## Goal
Drop every picture and give the entries back exactly.

## Records to use
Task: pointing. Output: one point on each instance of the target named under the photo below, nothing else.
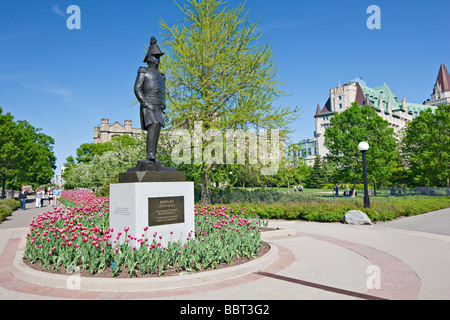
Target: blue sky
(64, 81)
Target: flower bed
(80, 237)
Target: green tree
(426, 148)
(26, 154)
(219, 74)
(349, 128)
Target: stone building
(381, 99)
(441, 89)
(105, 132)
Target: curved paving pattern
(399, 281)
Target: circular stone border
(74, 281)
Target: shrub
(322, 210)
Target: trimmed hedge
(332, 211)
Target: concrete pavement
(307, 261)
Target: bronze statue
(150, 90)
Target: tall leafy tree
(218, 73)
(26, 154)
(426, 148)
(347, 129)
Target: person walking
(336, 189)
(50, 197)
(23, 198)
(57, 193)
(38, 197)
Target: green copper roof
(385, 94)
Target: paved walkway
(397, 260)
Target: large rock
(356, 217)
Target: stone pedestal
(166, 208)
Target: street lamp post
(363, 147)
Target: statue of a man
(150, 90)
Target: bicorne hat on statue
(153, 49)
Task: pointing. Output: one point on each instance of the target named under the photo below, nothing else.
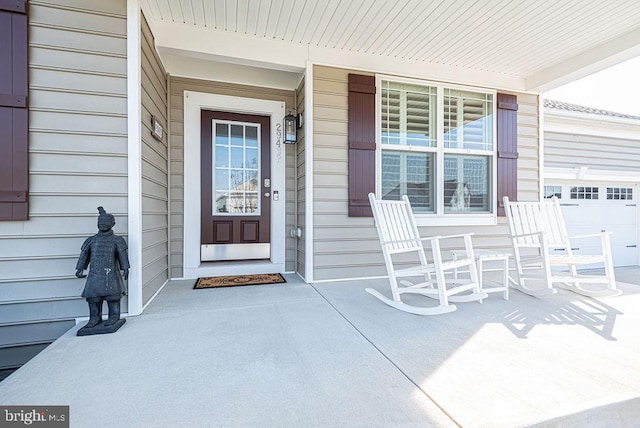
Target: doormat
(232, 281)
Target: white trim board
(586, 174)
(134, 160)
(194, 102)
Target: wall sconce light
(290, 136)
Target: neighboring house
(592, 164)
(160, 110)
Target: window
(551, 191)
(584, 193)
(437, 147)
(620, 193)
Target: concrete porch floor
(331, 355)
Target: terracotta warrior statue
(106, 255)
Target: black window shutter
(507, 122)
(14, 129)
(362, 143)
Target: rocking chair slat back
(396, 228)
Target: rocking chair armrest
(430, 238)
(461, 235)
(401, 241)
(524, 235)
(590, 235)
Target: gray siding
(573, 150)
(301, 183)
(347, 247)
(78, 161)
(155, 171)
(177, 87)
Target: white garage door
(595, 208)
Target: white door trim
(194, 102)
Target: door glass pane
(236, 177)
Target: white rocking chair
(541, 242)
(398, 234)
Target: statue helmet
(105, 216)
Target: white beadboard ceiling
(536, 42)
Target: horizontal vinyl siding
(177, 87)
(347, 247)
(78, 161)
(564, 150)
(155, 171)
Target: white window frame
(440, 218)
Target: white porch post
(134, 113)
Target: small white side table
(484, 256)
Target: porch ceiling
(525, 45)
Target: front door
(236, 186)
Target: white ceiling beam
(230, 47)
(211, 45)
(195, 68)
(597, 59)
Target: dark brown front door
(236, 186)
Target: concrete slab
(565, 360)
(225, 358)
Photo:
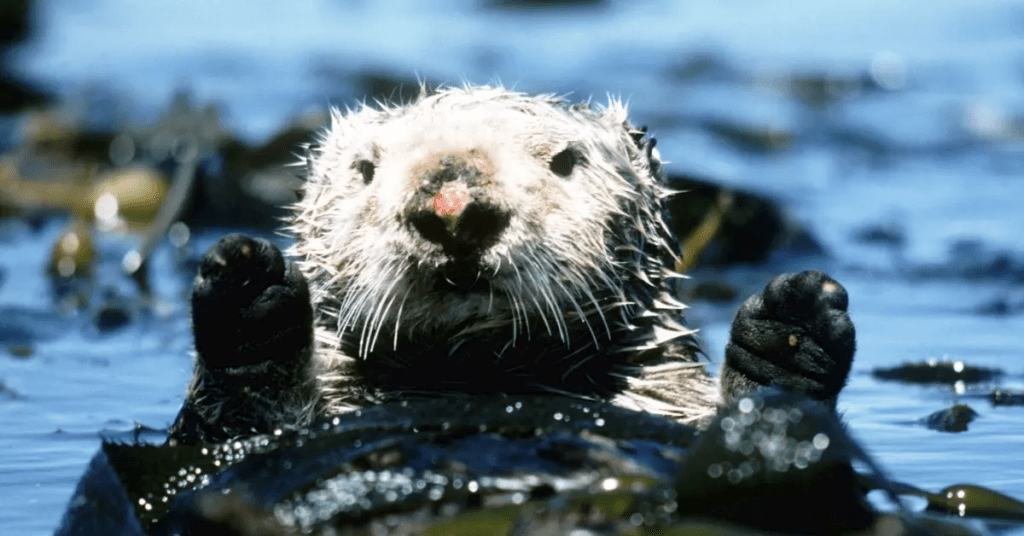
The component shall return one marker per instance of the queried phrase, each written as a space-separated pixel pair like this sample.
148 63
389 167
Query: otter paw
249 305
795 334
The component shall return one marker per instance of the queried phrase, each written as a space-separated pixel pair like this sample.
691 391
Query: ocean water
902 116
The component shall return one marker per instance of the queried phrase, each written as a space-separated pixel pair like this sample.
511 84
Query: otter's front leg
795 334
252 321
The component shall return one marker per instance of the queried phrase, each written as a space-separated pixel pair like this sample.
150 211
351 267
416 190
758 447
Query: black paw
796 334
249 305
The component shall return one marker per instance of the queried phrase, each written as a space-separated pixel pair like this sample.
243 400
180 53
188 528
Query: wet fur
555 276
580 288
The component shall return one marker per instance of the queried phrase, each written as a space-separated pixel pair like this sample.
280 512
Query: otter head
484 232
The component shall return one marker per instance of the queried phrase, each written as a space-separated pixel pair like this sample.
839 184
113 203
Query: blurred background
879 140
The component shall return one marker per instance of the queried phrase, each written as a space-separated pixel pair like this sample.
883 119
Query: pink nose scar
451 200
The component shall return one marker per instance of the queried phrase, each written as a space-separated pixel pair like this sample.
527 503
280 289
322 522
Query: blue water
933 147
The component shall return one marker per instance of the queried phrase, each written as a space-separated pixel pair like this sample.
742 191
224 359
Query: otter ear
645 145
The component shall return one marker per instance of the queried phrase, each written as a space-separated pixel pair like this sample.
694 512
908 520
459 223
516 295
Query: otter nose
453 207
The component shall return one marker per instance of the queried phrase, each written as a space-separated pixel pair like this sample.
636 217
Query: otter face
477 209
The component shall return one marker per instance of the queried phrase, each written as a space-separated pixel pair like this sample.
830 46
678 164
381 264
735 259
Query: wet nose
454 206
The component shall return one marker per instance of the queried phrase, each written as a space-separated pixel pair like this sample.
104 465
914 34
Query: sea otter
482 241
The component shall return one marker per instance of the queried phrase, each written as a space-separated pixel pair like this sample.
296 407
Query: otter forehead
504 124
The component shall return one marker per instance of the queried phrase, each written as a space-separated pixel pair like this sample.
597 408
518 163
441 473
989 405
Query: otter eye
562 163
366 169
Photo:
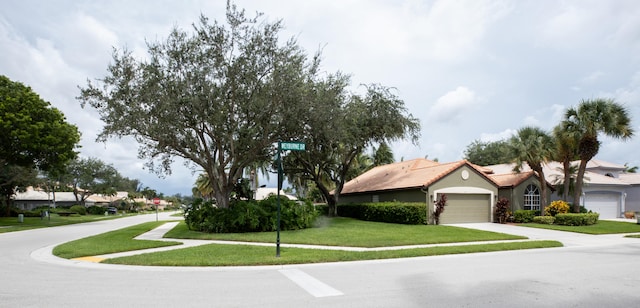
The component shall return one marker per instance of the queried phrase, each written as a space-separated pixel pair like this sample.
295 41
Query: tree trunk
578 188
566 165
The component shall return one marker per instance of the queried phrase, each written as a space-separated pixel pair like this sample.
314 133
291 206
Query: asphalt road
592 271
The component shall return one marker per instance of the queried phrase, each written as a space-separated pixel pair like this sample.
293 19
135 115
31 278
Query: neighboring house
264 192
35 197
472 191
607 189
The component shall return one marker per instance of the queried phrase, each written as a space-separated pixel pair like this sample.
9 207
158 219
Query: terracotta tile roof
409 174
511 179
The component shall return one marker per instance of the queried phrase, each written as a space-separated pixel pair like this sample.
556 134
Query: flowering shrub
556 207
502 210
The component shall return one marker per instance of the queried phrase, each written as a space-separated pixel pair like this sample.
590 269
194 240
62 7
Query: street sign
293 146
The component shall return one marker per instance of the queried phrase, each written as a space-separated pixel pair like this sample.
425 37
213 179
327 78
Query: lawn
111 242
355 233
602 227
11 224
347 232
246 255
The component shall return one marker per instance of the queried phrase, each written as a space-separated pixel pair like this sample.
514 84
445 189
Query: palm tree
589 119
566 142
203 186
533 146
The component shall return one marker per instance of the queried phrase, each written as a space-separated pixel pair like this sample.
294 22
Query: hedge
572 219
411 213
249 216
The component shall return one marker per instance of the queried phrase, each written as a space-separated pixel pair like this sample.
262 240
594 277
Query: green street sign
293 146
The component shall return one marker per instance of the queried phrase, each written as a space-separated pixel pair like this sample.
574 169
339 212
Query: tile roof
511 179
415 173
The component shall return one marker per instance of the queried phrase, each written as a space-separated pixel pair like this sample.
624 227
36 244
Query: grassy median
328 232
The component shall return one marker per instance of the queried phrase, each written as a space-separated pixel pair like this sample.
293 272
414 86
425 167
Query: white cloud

## Result below
Task: pointing. Output: one point on each instance of the target named under the photo below, nothing else.
Target: blue sky
(64, 81)
Target: flower bed
(80, 237)
Target: green tree
(426, 148)
(26, 154)
(219, 74)
(349, 128)
Target: stone building
(381, 99)
(441, 89)
(105, 132)
Target: curved paving pattern
(399, 281)
Target: circular stone border
(74, 281)
Target: shrub
(322, 210)
Target: trimmed hedge
(332, 211)
Target: concrete pavement
(307, 261)
Target: bronze statue
(150, 90)
Target: tall leafy tree
(218, 73)
(26, 154)
(426, 148)
(347, 129)
Target: person walking
(336, 189)
(50, 197)
(23, 198)
(57, 193)
(38, 197)
Target: green copper roof
(385, 94)
Target: paved walkway
(397, 260)
Target: large rock
(356, 217)
Target: stone pedestal
(166, 208)
Target: street lamp post
(363, 147)
Target: statue of a man
(150, 90)
Target: bicorne hat on statue
(153, 49)
Task: pointing. Output: one point on each instance of the target named under the photo below, nothing else.
Target: doormat
(232, 281)
Target: white trim board
(586, 174)
(134, 160)
(194, 102)
Target: wall sconce light
(290, 136)
Target: neighboring house
(592, 164)
(160, 110)
Target: window
(551, 191)
(584, 193)
(437, 147)
(620, 193)
Target: concrete porch floor
(331, 355)
Target: terracotta warrior statue
(106, 255)
Target: black window shutter
(507, 122)
(14, 129)
(362, 143)
Target: rocking chair slat back
(396, 228)
Target: rocking chair armrest
(430, 238)
(461, 235)
(401, 241)
(524, 235)
(590, 235)
Target: gray siding
(573, 150)
(301, 183)
(347, 247)
(78, 161)
(155, 171)
(177, 87)
Target: white garage door
(595, 208)
Target: white door trim
(194, 102)
Target: door glass pane
(236, 177)
Target: white rocking chair
(541, 242)
(398, 234)
Target: statue helmet
(105, 216)
Target: white beadboard ceiling
(536, 42)
Target: horizontal vinyl siding
(177, 87)
(347, 247)
(78, 161)
(564, 150)
(155, 171)
Target: white window frame
(440, 218)
Target: white porch post
(134, 113)
Target: small white side table
(484, 256)
Target: porch ceiling
(525, 45)
Target: front door
(236, 186)
Target: white ceiling beam
(230, 47)
(211, 45)
(195, 68)
(597, 59)
Target: dark brown front door
(236, 186)
Target: concrete slab
(565, 360)
(225, 358)
Photo:
The component shall return one marker per instance of the queried phrase, each written as a space-separated pixel pair like this sample.
148 63
389 167
Query: otter paw
249 305
795 334
The component shall return one marker per instance of the queried phrase, each written as a space-separated pixel pair like this sample.
691 391
Query: ocean water
902 116
The component shall return one marker per instance of the queried phrase, each written as a space-separated pixel pair like this sample.
511 84
Query: otter's front leg
795 334
252 321
The component shall return one marker per instance of the queried phrase, each written as a space-separated pixel pair like this sample.
150 211
351 267
416 190
758 447
Query: black paw
796 334
249 305
The component shall return one marker per instance of the queried phrase, each written as a space-separated pixel pair like this sample.
243 400
180 53
188 528
Query: wet fur
555 276
580 288
The component shall return one marker per instance of the queried phrase, each written as a space-separated pixel pair like this sample.
280 512
Query: otter head
484 232
The component shall return one marker per instance of the queried phrase, each written as a space-separated pixel pair like this sample.
839 184
113 203
Query: blurred background
879 140
The component shall return one marker per instance of the queried phrase, each written as a space-separated pixel pair like this sample.
883 119
Query: pink nose scar
451 200
The component shall return one marker per instance of the queried phrase, each written as a space-separated pixel pair like this sample.
527 503
280 289
322 522
Query: blue water
933 147
The component shall return one marker per instance of the queried phrase, each written as a space-separated pixel pair like this sample.
742 191
224 359
Query: otter ear
645 145
The component shall return one marker per instance of the queried phrase, each written as a space-separated pixel pair like this sample.
694 512
908 520
459 223
516 295
Query: otter nose
453 207
The component shall return one marker per instance of the queried phrase, each written as a space-separated pixel pair like this sample.
636 217
Query: otter face
477 209
The component shall return one marker per instance of the queried phrase, each written as a space-separated pixel pair like this sample.
830 46
678 164
381 264
735 259
Query: wet nose
454 206
The component shall return one marker per instance of the queried phrase, each written as a space-separated pixel pair like this sample.
104 465
914 34
Query: sea otter
482 241
The component shall return one marker per instance of the queried phrase, each written as a space-separated pixel pair like this sample.
296 407
Query: otter forehead
504 124
The component shall return one marker per instance of the queried phrase, each written as a space-separated pixel pair like this sample.
597 408
518 163
441 473
989 405
Query: otter eye
562 163
366 169
Photo:
The component shall return one marker per instance of the queried phrase, each written as a space-separated pixel pair like this sample.
295 41
Query: tree trunk
578 188
566 165
The component shall return one marker per instance of the queried phrase, each written as a space-separated pixel pair like this sample.
314 133
291 206
Query: asphalt road
592 271
The component shall return one marker per instance of the queried phrase, each written as a space-separated pixel pair like this sample.
293 19
135 115
31 278
Query: neighboring house
264 192
35 197
472 191
607 189
The component shall return one marker per instance of the queried phrase, each written as a space-separated pixel pair like this sample.
9 207
158 219
Query: terracotta tile roof
409 174
511 179
The component shall return one marker per instance of the queried phrase, each written as a space-separated pixel pair like this sample.
556 134
Query: flowering shrub
556 207
502 210
The component shall return one marker per instance of the queried phrase, each written as a space-separated pixel pair like this sample.
590 269
194 240
62 7
Query: street sign
293 146
The component shall return one marker per instance of the queried phrase, each written as a space-separated pixel pair like this sample.
425 37
213 179
327 78
Query: lawn
111 242
355 233
602 227
11 224
347 232
246 255
The component shall return one marker per instance of the queried phrase, each written as a space-separated pixel pair like this sample.
514 84
445 189
Query: palm tree
589 119
566 142
203 186
533 146
The component shall return one marker per instance of the queried phrase, each written as a space-separated pixel pair like this sample.
294 22
Query: hedge
572 219
411 213
249 216
The component shall return one marker per instance of the queried phrase, each written as a space-separated pixel pair like this sample.
262 240
594 277
Query: green street sign
293 146
The component shall return one marker per instance of the queried phrase, each written as a space-separated pixel pair like this sample.
574 169
339 212
Query: tile roof
511 179
415 173
The component shall return one marker per instance of the queried phrase, each written as a space-separated pixel pair like this sample.
624 227
36 244
Query: grassy median
328 232
The component shall return one marker per instance of the queried phrase, each written as a space-separated pixel pair like this sample.
293 272
414 86
425 167
Query: white cloud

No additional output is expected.